__Aim__:
Answer these questions using the page on orthocentric powers below:
(a) Which point is the orthocenter of triangle ABC?
(b) The orthocenter of triangle HAB coincides with which vertex of triangle ABC?
(c) According to the page, the circumcenter of a triangle is equidistant from what?

__Source document__:
--

Orthocentric Powers
by
Christa Marie Nathe
In this exploration
we are going to construct several orthocenters of inter-related triangles and
observe some relationships between their orthocenters. In addition we will also construct
circumcircles that are inter-related to both each other and the triangles used
to construct them. Recall that an
orthocenter of a triangle is formed from the intersection of the three lines of
the altitude of the triangle. An altitude is a perpendicular segment from a vertex
to the line of the triangle on the opposite side.
Lets begin with
constructing our basic triangle, which we will label ABC
The orthocenter of
ABC is point H.
Now we have four
triangles.
ABC
HBC
HAB
HAC
We will now construct
the orthocenters of each of the aforementioned four triangles.
Orthocenter of HBC is
point J, which is also the vertex A of our original triangle.
Orthocenter of HAB is
point L and consequently vertex point C of our base ABC triangle.
The orthocenter of
HAC is point M, as well as the vertex B of the triangle ABC.
Next we will construct the circumcircles for each triangle
ABC
HBC
HAB
HAC
Remember that circumcircles are constructed via circumcenter point of a triangle. The circumcenter of a triangle is the point that is equidistant from the three vertices of the triangle. By taking the perpendicular bisector of each of the segments between two vertices of the triangle and their intersection it will yield the circumcenter. The circumcircle is the circle created by the vertices of the triangle, with the circumcenter point as its radius.

--

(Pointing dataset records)
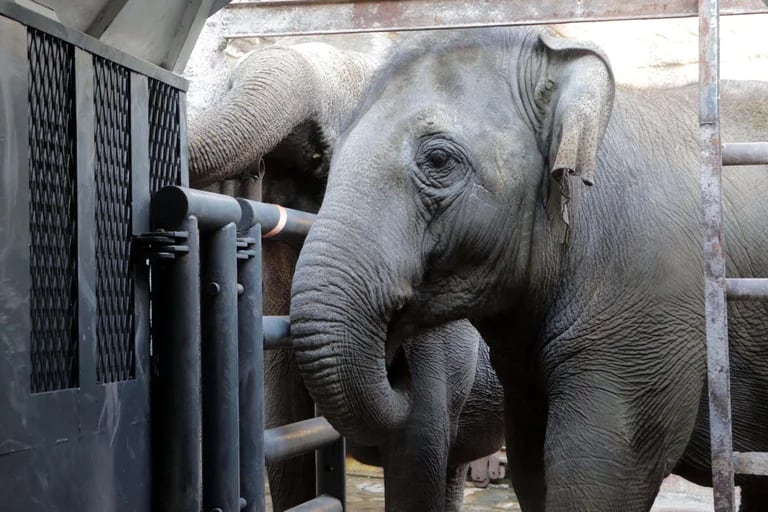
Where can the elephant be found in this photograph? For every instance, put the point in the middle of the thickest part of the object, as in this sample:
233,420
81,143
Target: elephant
502,176
280,117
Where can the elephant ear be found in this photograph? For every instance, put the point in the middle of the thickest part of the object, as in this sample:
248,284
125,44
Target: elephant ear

--

__Answer to this problem__:
(a) Point H.
(b) Vertex C (labeled point L).
(c) The three vertices of the triangle.